# Goal of the exercise
Please say whether each statement agrees with the forum thread on 1/32 Airfix cars below: (a) Airfix is a British company; (b) the Zephyr Zodiac kit has already been started; (c) most of the kits date from the 1980s. Answer each with yes or no and quote the deciding words of the thread.

# Document section
______________________________

# 1/32 Airfix cars



## Silas Models (Nov 22, 2009)

Hello !

A sweet old kit from Airfix, the Jaguar 420 :


----------



## scooke123 (Apr 11, 2008)

Quite a bit of detail for a 1/32 scale kit!!! Even an engine!
Steve


----------



## 1scalevolvo (Feb 5, 2004)

Very nicely detailed kit !I have a couple of 1/32's but not as intensively detailed. Was Airfix a British company ?

Neal:dude:


----------



## djnick66 (May 2, 2008)

Airfix was and is British and still makes some of these cars. Their range was quite extensive and some of the kits are scarce now. Most date back to the late 50s through early 70s. Heller has sold some of these kits in their range as well, and Airfix has added some other tooling to their line over the years too.


----------



## Auroranut (Jan 12, 2008)

I've still got a couple left over from my Airfix collecting days. I love their Triumph Herald and Bond Bug, but the only ones I have left are the Renault Dauphine and Zephyr Zodiac. I've started the Dauphine but the Zodiac's still in the bag. It's an extremely rare kit!! I'd really like to get hold of the Lotus Cortina though- I'm a MkI Cortina freak!! I used to drag race one back in '79.
Airfix did some excellently detailed (for the time) car kits! They're mostly in 1/32 but well worth hunting down!

Chris.


----------

______________________________

# Material shown
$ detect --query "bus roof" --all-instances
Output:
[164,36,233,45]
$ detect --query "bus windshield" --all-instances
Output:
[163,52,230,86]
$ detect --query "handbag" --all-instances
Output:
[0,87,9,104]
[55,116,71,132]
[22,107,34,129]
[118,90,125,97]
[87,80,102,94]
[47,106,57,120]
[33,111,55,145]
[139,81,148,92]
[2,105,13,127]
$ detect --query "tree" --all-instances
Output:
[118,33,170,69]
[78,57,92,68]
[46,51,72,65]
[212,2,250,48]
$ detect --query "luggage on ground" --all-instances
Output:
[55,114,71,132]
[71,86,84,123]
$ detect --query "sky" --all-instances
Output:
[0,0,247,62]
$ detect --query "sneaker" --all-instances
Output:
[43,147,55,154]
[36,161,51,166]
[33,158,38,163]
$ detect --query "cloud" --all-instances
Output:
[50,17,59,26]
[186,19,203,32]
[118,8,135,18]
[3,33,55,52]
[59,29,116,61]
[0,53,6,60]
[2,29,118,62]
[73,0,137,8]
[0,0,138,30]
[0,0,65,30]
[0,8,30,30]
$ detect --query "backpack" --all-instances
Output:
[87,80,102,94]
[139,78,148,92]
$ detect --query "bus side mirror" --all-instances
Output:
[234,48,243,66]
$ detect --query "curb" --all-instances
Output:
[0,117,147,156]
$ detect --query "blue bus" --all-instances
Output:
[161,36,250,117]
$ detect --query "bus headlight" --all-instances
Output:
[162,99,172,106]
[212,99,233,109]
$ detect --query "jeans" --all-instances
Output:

______________________________

# Result for this task
(a) Yes: "Airfix was and is British and still makes some of these cars."
(b) No: "I've started the Dauphine but the Zodiac's still in the bag."
(c) No: "Most date back to the late 50s through early 70s."